-- Start Information shown --

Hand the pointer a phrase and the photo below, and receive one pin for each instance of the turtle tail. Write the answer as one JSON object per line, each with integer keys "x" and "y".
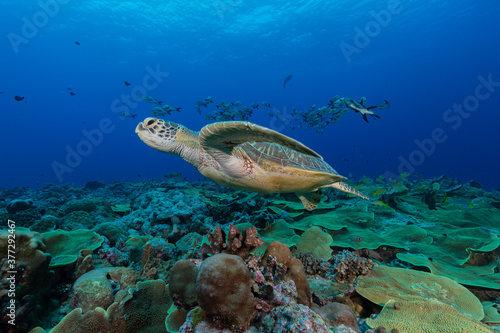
{"x": 341, "y": 186}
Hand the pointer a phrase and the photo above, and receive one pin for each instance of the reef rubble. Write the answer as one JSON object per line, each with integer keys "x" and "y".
{"x": 168, "y": 255}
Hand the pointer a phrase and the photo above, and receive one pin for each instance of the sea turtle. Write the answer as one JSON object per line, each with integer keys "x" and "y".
{"x": 245, "y": 156}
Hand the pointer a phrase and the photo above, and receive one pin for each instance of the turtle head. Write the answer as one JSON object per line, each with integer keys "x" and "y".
{"x": 170, "y": 138}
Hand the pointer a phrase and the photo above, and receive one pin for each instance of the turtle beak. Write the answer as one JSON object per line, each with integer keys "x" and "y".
{"x": 139, "y": 128}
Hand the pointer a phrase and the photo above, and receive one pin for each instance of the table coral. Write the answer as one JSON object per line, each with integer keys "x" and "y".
{"x": 97, "y": 287}
{"x": 402, "y": 284}
{"x": 18, "y": 205}
{"x": 316, "y": 242}
{"x": 423, "y": 316}
{"x": 139, "y": 308}
{"x": 70, "y": 243}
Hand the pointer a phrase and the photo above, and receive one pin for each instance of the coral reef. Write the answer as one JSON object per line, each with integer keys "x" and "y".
{"x": 125, "y": 268}
{"x": 224, "y": 290}
{"x": 239, "y": 243}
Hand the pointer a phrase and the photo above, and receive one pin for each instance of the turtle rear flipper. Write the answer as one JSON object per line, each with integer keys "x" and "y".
{"x": 310, "y": 200}
{"x": 348, "y": 189}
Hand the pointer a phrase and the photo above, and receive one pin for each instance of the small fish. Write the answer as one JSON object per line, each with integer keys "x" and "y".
{"x": 430, "y": 200}
{"x": 378, "y": 192}
{"x": 355, "y": 238}
{"x": 149, "y": 99}
{"x": 380, "y": 203}
{"x": 287, "y": 79}
{"x": 127, "y": 115}
{"x": 359, "y": 108}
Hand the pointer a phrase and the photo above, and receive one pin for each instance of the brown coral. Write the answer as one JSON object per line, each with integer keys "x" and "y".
{"x": 183, "y": 284}
{"x": 224, "y": 290}
{"x": 238, "y": 243}
{"x": 348, "y": 266}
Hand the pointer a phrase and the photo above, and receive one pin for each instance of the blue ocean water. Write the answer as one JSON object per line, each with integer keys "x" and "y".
{"x": 435, "y": 61}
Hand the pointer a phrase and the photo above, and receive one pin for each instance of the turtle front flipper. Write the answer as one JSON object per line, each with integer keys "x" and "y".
{"x": 348, "y": 189}
{"x": 310, "y": 200}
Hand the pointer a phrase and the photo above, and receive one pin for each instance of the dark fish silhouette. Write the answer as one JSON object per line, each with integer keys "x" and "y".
{"x": 429, "y": 198}
{"x": 127, "y": 115}
{"x": 287, "y": 79}
{"x": 359, "y": 107}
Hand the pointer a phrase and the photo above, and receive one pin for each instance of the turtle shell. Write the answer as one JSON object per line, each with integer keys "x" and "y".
{"x": 275, "y": 157}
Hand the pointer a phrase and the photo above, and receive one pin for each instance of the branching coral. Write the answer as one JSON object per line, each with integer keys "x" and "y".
{"x": 239, "y": 243}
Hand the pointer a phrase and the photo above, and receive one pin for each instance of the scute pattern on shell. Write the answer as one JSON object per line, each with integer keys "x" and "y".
{"x": 270, "y": 155}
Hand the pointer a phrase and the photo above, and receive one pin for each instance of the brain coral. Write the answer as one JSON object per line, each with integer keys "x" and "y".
{"x": 224, "y": 289}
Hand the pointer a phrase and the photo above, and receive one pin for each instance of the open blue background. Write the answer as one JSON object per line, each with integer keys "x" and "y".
{"x": 426, "y": 59}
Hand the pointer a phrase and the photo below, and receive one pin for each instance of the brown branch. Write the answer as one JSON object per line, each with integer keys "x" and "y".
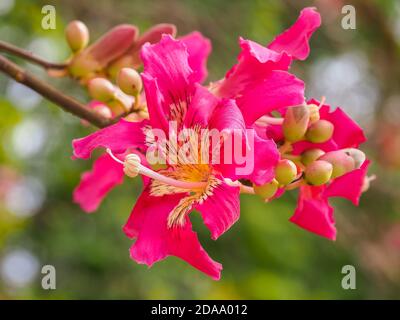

-- End Information shown --

## The problem
Copy all of the lines above word for word, omitting the pictures.

## Answer to the exercise
Hand the pointer a phrase and the photo below, and receive one pin for each instance of the turtle tail. Write the answer as one JSON object per line, each with integer keys "x" and "y".
{"x": 341, "y": 186}
Hand the pointer a phrase and the photo above, and receive one pin for each instance of the reef rubble. Write the answer as one JSON object per line, each with integer keys "x" and "y".
{"x": 168, "y": 255}
Hand the pointer a phrase and the photo above, and receive one pin for each instance of the sea turtle. Write the answer as one JSON object per line, each with integer keys "x" and "y".
{"x": 245, "y": 156}
Hand the pointer a phrase and the photo above, and receive one pin for each instance of the turtle head. Write the answer as one JSON object per line, each with integer keys "x" and "y".
{"x": 170, "y": 138}
Hand the pointer a phrase and the photo above, and receive one pin for each instance of the turtle beak. Write the answer as one JSON object per line, each with integer keys "x" and "y".
{"x": 139, "y": 128}
Hand the pointer a phrase and the photo above, and receive one pin for each instance of the table coral. Write the answer as one JSON object per line, each with integer keys "x" and "y".
{"x": 97, "y": 287}
{"x": 402, "y": 284}
{"x": 18, "y": 205}
{"x": 316, "y": 242}
{"x": 423, "y": 316}
{"x": 139, "y": 308}
{"x": 70, "y": 243}
Hand the pointer a phrase and the photo above, and receive one pin for each instance of the coral reef. Write the answer as one JSON object per line, each with integer keys "x" and "y".
{"x": 125, "y": 268}
{"x": 224, "y": 290}
{"x": 239, "y": 243}
Hand the pointer a phrase and the photo above, and receive one pin for each instance of the turtle rear flipper. Write the answer as one JSON object per line, each with integer keys "x" and "y".
{"x": 310, "y": 200}
{"x": 348, "y": 189}
Hand the pointer a phrase and the photo above, and receive one pin for each instance of the small fish. Write the answer as one JSON object per line, each with integer keys "x" and "y".
{"x": 430, "y": 200}
{"x": 378, "y": 192}
{"x": 355, "y": 238}
{"x": 149, "y": 99}
{"x": 380, "y": 203}
{"x": 287, "y": 79}
{"x": 127, "y": 115}
{"x": 359, "y": 108}
Hand the pointer a phrase and the photo above, and receive one pin for each instance of the brown coral. Write the answer as one JSON object per line, each with integer keys "x" and "y".
{"x": 183, "y": 284}
{"x": 224, "y": 290}
{"x": 238, "y": 243}
{"x": 348, "y": 266}
Hand the pointer a phrase and the photo above, and receive one pin for each instance of the blue ocean water. Write the answer as one JSON object per line, each with integer keys "x" and "y".
{"x": 435, "y": 61}
Hand the pointer a phrase and the photo above, and receive one pin for each instance of the turtle front flipper. Write the answer as one JSON object per line, each with integer keys "x" and "y".
{"x": 348, "y": 189}
{"x": 310, "y": 200}
Hand the pointer a phrase and the photo above, and receive one pin for each instance of the dark fish silhouette. Write the answer as one JSON object per line, each with integer keys "x" and "y".
{"x": 429, "y": 198}
{"x": 127, "y": 115}
{"x": 287, "y": 79}
{"x": 359, "y": 107}
Hand the pointer a phrase and the photo above, and receive one pin for each instance of the turtle shell. Write the answer as one JSON object per line, each with integer keys "x" and "y".
{"x": 275, "y": 157}
Hand the pointer a phrase and the photo above, and receive one pin for each instance of the branching coral. Write the answer as one JSON object per line, each with integer keys "x" and "y".
{"x": 239, "y": 243}
Hand the pointer a phrase and the photo above, and receive one pin for each instance of the scute pattern on shell. Write the answer as one JSON object per line, each with integer keys "x" and "y".
{"x": 270, "y": 155}
Hand the pointer a phrase and the photo above, and receive one pin for each instance of the brain coral. Write the answer as one JSON object per line, each with integer keys "x" and "y".
{"x": 224, "y": 289}
Hand the pointer a phrase and the photo above, and receive one pin for each instance of the open blue background. Write the answer as one JSON object per line, each with integer keys "x" and "y".
{"x": 426, "y": 59}
Hand the pointer a phrase and the photo below, and receive one pin for each instance of the brown branch. Write the answer as one JSON object per line, each with integer keys "x" and "y".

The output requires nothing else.